#### Text ####

Fahrtstreckendaten | |
Nettofahrzeit | 6 Stunden, 24 Minuten, 14 Sekunden |
Gesamtstrecke | 1284,8 km |
Höchstgeschwindigkeit | 50,6 km/h |
Durchschnittsgeschwindigkeit | 20,0 km/h |
Tagesstrecke | 120,05 km |
Um vor möglicherweise auf dem Gelände eintreffenden Arbeitern (Kieshaufen) oder Bauern (Stroh) weg zu sein, lasse ich mich um 7:15 Uhr britischer Sommerzeit vom Wecker aufscheuchen und bin um 7:45 Uhr britischer Sommerzeit schon wieder auf der Straße. Erste Feststellung: "Hallo, Gegenwind!" Ja, er kommt noch immer von vorne, auch wenn es jetzt stärker nach Westen geht als nach Norden.

#### Vorliegende Auflistung ####

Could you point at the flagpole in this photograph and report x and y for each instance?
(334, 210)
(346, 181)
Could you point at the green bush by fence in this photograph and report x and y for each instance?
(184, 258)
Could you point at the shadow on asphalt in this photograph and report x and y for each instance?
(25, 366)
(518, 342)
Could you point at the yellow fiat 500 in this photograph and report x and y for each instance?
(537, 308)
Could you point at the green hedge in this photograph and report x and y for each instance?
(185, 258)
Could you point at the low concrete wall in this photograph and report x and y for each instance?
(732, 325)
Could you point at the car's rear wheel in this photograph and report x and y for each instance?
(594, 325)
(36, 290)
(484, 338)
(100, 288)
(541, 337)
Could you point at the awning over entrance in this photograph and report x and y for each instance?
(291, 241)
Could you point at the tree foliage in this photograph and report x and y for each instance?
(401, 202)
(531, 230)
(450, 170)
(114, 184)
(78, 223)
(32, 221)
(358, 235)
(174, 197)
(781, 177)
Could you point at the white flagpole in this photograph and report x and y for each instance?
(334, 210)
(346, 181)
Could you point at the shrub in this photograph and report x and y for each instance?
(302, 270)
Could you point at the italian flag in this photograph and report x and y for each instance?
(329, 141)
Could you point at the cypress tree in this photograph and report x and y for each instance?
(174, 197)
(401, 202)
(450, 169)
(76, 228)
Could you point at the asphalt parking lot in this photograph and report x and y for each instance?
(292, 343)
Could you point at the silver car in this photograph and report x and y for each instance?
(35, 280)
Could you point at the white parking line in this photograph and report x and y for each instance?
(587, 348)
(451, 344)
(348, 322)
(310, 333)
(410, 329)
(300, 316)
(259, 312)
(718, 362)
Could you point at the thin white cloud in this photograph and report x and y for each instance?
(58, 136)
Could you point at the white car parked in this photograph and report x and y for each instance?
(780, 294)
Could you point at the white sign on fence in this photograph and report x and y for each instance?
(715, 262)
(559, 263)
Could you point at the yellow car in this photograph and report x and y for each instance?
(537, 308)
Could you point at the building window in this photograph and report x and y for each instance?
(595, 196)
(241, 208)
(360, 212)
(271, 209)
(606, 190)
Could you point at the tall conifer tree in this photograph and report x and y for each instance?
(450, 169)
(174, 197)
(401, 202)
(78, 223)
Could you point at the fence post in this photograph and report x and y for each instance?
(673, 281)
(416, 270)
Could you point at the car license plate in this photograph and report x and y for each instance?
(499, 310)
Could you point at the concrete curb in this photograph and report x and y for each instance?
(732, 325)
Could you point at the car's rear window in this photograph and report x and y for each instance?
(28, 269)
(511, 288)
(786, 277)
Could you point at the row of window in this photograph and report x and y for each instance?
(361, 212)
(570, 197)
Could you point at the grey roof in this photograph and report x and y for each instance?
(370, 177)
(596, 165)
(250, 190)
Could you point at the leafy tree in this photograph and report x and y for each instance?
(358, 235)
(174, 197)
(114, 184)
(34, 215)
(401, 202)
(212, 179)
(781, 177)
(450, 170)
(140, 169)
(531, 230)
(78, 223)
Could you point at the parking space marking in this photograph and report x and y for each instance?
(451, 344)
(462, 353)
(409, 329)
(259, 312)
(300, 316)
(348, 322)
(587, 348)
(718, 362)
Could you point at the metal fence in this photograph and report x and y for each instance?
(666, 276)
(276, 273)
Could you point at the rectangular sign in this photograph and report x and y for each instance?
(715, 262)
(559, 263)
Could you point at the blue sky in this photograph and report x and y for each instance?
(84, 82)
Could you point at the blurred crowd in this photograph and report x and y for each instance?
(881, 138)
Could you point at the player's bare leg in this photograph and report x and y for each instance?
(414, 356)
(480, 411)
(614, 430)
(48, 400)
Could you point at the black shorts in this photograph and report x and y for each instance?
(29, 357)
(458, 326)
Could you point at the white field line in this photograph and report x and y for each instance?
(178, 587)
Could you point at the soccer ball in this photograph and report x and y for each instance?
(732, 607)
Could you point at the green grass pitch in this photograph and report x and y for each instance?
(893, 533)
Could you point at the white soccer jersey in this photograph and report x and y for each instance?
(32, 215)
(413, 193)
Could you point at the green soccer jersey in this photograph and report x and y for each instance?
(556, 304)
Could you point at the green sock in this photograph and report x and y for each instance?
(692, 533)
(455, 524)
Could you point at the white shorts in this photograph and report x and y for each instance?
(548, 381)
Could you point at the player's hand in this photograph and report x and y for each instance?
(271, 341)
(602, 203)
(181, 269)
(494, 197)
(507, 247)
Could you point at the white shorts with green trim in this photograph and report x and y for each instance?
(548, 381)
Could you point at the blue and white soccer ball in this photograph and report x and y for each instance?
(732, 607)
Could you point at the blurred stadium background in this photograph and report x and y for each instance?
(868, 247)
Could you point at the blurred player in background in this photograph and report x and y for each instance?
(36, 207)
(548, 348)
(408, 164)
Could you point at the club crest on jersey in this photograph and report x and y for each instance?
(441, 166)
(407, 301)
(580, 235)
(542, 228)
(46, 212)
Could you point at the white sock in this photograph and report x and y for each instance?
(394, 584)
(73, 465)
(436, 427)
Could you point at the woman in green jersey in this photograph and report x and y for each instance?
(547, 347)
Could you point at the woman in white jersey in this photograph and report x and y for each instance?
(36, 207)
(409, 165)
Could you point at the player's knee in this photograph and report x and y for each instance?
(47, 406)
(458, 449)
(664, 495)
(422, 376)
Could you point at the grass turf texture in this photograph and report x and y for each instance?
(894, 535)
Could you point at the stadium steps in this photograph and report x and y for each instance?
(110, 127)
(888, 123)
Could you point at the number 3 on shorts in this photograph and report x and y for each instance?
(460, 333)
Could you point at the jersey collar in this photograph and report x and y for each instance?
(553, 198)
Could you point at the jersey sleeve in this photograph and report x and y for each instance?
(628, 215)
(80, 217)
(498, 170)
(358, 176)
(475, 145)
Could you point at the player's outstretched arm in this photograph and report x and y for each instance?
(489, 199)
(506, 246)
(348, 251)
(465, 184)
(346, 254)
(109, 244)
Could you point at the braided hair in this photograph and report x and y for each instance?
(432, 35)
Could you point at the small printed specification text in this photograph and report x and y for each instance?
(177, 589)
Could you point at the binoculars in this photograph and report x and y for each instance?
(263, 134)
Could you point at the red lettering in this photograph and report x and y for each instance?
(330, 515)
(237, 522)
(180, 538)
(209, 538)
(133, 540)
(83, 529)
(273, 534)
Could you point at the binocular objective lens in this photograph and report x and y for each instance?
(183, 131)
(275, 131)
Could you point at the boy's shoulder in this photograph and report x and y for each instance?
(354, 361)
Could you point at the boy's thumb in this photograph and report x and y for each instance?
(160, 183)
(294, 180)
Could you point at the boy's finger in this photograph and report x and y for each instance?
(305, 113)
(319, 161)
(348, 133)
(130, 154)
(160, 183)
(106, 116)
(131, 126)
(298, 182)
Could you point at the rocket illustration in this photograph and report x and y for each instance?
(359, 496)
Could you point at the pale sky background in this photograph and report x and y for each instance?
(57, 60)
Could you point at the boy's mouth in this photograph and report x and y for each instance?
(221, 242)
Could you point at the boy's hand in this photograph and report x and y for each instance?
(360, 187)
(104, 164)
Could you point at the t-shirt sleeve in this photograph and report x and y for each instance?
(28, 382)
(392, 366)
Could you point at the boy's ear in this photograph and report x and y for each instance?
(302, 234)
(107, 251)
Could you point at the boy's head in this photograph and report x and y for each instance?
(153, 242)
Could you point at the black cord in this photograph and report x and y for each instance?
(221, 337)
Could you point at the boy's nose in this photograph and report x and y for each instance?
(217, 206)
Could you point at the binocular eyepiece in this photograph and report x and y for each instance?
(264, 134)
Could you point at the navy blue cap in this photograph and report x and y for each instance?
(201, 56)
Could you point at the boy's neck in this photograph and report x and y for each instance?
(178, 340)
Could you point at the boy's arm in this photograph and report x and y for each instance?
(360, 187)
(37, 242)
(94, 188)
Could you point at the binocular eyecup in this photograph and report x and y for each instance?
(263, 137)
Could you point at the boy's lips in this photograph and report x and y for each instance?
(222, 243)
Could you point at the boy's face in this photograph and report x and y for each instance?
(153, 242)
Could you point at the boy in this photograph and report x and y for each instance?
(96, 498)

####

- **Schriftliche Aufgabe 1**:
Gib den Fahrtbericht zwischen „Fahrtstreckendaten | |“ und „als nach Norden.“ einschließlich erneut wieder und tausche dabei „Gegenwind“ gegen „Rückenwind“ aus.
- **Schriftliche Aufgabe 2**:
Führe den Fahrtbericht nach seinem letzten Satz weiter.

- **Antwort 1**:
Fahrtstreckendaten | |
Nettofahrzeit | 6 Stunden, 24 Minuten, 14 Sekunden |
Gesamtstrecke | 1284,8 km |
Höchstgeschwindigkeit | 50,6 km/h |
Durchschnittsgeschwindigkeit | 20,0 km/h |
Tagesstrecke | 120,05 km |
Um vor möglicherweise auf dem Gelände eintreffenden Arbeitern (Kieshaufen) oder Bauern (Stroh) weg zu sein, lasse ich mich um 7:15 Uhr britischer Sommerzeit vom Wecker aufscheuchen und bin um 7:45 Uhr britischer Sommerzeit schon wieder auf der Straße. Erste Feststellung: "Hallo, Rückenwind!" Ja, er kommt noch immer von vorne, auch wenn es jetzt stärker nach Westen geht als nach Norden.

- **Antwort 2**:
Schlafplatz hinter Atherstone -> Tamworth. Ich fahre in das seltsame, modernistisch-futuristisch anmutende Einkaufs- und Gewerbegebiet, weil ich etwas zu "beißen" brauche; muss mich aber in der etwas eigenartigen "Markthalle" mit weichem, gehaltlosem Weißbrot abfinden. Dazu Cheddar Cheese. Keine Chance, im angrenzenden Einkaufszentrum nach Alternativen zu suchen, ich traue mich nicht, das Fahrrad länger unbeaufsichtigt stehen zu lassen, das mir kurzfristig ein AA-Vertreter bewacht, der mit einem kleinen Stand für seinen Automobilclub wirbt. Jetzt erst einmal ein ausgedehntes, gehaltloses zweites Frühstück - hoppla, der Wind weht mir noch alles weg.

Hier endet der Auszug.